(Natural language region descriptions)
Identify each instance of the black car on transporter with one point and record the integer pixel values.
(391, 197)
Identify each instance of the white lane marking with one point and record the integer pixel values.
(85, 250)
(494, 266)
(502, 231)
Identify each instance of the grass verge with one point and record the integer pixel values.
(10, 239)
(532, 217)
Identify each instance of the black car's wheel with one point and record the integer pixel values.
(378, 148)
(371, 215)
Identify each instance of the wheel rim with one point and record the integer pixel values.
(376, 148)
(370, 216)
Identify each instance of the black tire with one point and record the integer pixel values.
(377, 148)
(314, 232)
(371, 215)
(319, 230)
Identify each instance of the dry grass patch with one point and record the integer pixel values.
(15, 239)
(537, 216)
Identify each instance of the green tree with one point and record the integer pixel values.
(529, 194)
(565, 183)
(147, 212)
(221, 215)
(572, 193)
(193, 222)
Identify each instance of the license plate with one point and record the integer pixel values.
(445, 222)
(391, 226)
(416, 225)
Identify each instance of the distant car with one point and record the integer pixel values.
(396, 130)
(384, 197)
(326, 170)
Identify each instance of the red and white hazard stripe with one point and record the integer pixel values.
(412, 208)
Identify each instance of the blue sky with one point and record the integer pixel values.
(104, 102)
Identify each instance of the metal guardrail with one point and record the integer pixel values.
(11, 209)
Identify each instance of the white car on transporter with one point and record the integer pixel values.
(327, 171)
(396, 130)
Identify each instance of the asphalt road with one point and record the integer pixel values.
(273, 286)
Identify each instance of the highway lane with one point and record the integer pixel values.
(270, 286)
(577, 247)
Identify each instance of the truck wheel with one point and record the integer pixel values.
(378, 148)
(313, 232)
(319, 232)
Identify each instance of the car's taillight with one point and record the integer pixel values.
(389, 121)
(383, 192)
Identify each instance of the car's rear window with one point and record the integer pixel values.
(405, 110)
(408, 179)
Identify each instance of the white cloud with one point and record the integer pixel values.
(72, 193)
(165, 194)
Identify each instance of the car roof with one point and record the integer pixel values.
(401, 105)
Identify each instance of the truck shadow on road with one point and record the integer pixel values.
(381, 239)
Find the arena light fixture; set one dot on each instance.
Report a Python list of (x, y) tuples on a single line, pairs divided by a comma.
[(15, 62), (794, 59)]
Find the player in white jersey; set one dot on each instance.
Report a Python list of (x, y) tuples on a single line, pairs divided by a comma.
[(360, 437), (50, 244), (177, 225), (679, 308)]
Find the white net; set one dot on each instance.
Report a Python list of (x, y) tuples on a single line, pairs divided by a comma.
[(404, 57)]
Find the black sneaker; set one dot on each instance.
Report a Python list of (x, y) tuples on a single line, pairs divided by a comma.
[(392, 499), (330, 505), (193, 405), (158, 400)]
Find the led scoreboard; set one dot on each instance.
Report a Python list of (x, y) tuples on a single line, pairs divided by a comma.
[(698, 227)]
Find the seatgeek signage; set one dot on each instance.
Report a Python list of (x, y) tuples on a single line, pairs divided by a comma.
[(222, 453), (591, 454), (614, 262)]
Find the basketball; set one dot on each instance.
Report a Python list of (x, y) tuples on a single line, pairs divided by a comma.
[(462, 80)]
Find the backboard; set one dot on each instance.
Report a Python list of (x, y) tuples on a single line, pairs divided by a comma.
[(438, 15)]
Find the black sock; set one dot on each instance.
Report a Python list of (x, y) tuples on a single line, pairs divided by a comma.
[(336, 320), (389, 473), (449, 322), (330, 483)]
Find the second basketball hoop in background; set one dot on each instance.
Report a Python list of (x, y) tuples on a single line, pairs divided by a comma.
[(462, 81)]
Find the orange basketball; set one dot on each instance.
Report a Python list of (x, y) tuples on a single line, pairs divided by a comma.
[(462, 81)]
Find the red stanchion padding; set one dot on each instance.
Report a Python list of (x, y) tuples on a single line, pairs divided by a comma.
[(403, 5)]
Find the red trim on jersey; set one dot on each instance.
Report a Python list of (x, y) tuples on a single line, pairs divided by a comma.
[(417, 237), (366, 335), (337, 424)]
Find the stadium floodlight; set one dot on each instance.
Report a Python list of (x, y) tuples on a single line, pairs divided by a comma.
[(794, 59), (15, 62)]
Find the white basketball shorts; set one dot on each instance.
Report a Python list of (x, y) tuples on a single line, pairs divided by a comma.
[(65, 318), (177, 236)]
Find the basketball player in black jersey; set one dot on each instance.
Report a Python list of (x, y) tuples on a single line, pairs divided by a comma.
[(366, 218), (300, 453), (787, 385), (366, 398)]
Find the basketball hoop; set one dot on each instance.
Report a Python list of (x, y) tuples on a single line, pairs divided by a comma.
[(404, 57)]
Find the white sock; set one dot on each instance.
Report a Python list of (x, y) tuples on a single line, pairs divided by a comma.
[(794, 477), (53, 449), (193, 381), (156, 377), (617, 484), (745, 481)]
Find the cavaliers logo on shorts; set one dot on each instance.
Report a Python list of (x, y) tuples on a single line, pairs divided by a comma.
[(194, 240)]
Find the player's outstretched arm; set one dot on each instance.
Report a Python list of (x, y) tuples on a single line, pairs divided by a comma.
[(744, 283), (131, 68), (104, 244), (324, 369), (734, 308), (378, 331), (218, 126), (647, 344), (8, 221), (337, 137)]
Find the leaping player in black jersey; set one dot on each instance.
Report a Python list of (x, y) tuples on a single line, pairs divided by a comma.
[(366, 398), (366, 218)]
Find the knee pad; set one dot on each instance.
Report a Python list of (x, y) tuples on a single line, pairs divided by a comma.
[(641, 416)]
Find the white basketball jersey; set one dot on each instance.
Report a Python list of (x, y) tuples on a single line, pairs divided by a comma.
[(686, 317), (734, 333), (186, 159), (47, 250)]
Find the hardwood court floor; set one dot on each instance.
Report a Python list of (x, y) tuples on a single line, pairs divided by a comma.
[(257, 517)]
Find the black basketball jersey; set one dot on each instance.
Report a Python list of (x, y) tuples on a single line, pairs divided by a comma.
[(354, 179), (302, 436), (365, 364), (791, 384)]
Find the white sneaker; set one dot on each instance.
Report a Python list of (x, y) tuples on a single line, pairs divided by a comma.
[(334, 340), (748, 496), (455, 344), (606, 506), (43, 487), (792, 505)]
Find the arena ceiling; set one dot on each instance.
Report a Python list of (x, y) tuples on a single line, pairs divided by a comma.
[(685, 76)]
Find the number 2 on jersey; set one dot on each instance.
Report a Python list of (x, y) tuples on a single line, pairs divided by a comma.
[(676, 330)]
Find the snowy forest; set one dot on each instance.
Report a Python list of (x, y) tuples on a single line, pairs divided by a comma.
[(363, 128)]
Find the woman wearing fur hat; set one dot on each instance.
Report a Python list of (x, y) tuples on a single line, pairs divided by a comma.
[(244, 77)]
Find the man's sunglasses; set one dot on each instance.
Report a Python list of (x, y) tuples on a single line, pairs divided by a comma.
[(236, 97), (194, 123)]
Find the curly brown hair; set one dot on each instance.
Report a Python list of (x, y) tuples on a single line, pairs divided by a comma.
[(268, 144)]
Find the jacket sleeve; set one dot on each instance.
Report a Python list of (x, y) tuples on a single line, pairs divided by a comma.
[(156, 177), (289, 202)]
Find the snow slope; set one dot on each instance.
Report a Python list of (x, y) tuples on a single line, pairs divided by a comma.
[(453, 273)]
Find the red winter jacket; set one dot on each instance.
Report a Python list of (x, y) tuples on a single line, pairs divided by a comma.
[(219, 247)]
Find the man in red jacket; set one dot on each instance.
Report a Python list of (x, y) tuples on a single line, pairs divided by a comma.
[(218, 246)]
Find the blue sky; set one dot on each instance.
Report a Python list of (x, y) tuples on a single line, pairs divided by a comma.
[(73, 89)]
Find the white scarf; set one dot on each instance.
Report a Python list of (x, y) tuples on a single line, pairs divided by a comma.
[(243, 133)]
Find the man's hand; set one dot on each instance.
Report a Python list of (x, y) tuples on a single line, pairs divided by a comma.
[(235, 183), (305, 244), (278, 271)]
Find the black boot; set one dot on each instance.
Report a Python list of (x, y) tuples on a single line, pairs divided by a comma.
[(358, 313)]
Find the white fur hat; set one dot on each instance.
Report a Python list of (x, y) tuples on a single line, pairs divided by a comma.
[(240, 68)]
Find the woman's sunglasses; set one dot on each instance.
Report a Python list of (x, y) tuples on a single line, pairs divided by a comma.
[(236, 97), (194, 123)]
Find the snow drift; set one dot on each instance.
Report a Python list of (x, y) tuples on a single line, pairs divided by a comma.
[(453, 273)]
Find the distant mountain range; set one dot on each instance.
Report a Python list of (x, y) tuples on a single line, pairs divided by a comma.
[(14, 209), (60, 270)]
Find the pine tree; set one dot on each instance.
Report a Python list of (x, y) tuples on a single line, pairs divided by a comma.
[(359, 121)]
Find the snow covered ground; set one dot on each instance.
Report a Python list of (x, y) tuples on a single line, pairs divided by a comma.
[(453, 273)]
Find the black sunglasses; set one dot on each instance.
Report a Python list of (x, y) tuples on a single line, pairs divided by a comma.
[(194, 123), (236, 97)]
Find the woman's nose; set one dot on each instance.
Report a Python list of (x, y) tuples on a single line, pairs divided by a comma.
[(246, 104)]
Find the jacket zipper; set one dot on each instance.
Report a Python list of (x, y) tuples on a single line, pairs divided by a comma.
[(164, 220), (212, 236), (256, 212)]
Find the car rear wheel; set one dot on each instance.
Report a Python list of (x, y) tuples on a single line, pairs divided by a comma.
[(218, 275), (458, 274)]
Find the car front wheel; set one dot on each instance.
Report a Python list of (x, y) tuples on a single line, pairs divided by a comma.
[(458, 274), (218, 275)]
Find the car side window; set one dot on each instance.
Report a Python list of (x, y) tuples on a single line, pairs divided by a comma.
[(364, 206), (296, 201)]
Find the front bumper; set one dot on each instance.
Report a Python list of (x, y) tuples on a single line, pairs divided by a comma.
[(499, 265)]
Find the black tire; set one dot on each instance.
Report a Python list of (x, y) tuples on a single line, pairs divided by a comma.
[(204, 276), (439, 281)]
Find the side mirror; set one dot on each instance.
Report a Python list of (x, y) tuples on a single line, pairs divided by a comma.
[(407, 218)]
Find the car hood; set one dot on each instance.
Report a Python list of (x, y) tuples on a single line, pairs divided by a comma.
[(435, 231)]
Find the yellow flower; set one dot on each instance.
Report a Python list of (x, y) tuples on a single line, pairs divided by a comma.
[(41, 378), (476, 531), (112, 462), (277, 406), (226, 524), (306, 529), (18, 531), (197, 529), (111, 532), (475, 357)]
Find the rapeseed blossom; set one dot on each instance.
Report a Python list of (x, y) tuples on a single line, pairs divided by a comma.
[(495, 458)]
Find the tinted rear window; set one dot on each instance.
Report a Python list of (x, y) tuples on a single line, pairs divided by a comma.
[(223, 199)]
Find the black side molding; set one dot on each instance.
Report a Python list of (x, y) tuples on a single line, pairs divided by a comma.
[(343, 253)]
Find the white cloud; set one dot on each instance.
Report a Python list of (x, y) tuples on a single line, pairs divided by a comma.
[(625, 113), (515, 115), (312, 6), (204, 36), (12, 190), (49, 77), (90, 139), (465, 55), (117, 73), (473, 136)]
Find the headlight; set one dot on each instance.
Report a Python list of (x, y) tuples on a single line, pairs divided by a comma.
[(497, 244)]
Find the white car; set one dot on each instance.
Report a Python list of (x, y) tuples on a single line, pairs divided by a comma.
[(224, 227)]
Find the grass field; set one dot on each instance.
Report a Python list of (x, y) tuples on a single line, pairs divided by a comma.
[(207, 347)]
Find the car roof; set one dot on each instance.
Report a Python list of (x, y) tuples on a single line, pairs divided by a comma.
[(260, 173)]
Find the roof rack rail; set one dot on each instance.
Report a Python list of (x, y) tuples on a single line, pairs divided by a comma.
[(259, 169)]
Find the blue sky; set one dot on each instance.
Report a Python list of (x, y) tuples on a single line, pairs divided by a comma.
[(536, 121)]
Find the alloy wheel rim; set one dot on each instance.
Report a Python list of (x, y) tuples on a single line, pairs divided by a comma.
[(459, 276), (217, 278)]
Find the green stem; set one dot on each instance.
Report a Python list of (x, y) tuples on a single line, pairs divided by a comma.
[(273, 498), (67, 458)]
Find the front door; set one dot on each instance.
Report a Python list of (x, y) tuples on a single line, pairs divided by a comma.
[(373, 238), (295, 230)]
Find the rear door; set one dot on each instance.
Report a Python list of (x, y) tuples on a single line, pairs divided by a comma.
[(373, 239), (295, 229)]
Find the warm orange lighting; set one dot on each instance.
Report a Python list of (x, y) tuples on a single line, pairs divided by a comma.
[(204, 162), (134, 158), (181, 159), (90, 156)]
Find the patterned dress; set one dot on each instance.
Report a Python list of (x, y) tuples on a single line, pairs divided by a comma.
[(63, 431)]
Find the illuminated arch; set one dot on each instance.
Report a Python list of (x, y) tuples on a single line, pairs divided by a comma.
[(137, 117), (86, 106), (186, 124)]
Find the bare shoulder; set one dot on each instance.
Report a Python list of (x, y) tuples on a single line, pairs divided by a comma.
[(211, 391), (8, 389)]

# Work instructions:
Copy every line in the data above that has the string "arena" in it.

# Written solution:
Find the arena light fixture; set one dot on each instance.
Find the arena ceiling; set one dot on each instance.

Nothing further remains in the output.